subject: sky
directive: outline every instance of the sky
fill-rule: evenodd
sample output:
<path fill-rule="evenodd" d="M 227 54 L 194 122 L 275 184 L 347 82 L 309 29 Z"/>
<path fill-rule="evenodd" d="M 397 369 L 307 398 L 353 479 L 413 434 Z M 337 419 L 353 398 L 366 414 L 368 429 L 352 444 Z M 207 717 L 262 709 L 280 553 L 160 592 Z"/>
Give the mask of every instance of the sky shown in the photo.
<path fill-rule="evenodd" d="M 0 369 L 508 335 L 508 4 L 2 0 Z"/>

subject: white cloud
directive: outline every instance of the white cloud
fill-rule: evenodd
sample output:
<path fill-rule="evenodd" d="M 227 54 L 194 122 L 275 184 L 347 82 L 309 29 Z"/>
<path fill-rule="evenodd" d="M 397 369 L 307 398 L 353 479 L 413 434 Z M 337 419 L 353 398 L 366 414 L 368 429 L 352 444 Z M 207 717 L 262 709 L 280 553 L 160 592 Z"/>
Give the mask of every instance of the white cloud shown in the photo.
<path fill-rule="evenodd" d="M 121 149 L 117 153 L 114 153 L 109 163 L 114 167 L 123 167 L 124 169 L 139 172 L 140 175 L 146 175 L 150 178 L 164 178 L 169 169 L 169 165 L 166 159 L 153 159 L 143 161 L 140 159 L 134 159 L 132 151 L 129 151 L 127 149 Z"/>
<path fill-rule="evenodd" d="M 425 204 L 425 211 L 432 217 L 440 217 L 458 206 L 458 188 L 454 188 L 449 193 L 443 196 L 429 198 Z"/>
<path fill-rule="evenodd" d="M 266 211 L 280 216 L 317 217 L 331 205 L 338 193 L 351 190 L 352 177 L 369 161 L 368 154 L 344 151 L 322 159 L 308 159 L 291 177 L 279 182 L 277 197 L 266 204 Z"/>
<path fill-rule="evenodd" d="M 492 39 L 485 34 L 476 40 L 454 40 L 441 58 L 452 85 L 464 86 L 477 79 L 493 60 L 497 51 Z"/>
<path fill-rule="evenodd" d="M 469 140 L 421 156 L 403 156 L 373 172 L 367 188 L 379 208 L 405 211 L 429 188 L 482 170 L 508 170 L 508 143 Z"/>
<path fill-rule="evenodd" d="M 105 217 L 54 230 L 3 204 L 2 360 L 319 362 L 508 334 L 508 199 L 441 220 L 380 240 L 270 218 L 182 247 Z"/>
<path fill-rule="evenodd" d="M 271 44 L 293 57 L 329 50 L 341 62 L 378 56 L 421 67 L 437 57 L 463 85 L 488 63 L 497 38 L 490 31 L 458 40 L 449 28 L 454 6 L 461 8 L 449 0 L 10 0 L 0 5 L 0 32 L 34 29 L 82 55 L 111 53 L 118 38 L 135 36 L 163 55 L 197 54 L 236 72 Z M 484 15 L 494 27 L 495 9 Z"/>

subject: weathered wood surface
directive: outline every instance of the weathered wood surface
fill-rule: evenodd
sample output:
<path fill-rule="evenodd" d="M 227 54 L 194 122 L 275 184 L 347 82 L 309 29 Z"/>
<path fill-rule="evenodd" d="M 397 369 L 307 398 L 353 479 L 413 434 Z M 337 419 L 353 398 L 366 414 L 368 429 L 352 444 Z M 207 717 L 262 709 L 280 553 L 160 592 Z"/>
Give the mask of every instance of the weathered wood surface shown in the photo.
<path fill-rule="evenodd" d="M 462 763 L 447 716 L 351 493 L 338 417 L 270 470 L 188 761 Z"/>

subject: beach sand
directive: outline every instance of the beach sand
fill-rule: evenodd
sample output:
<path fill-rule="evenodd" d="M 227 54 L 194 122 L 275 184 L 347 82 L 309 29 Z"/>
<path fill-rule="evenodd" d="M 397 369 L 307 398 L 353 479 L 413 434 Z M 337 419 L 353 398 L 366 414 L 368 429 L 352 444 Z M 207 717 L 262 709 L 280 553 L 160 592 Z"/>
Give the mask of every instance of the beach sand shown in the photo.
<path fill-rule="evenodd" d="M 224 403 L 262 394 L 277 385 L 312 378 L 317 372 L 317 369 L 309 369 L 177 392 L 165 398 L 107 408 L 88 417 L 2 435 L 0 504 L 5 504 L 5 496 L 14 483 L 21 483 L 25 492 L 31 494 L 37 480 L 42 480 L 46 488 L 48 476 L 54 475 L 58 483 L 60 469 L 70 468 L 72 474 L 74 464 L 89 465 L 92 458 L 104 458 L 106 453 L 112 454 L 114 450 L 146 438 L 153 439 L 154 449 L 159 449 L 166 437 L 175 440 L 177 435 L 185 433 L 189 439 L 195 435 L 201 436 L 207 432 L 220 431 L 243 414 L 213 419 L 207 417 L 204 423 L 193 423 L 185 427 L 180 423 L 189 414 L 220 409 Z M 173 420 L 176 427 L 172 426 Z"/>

- Task objective: Reproduce the entries from their beginning through the line containing "0 369 L 508", substituting "open sky" for "sky" and leaving everything else unchanged.

- Exercise response:
subject: open sky
directive: outline every instance of the open sky
fill-rule: evenodd
sample output:
<path fill-rule="evenodd" d="M 227 54 L 194 122 L 275 184 L 347 82 L 309 29 Z"/>
<path fill-rule="evenodd" d="M 397 369 L 307 398 L 353 479 L 413 434 Z M 337 419 L 353 398 L 366 414 L 368 429 L 352 444 Z M 207 717 L 262 709 L 280 553 L 160 592 Z"/>
Give the mask of every instance of the open sky shown in the photo.
<path fill-rule="evenodd" d="M 0 369 L 508 335 L 508 4 L 2 0 Z"/>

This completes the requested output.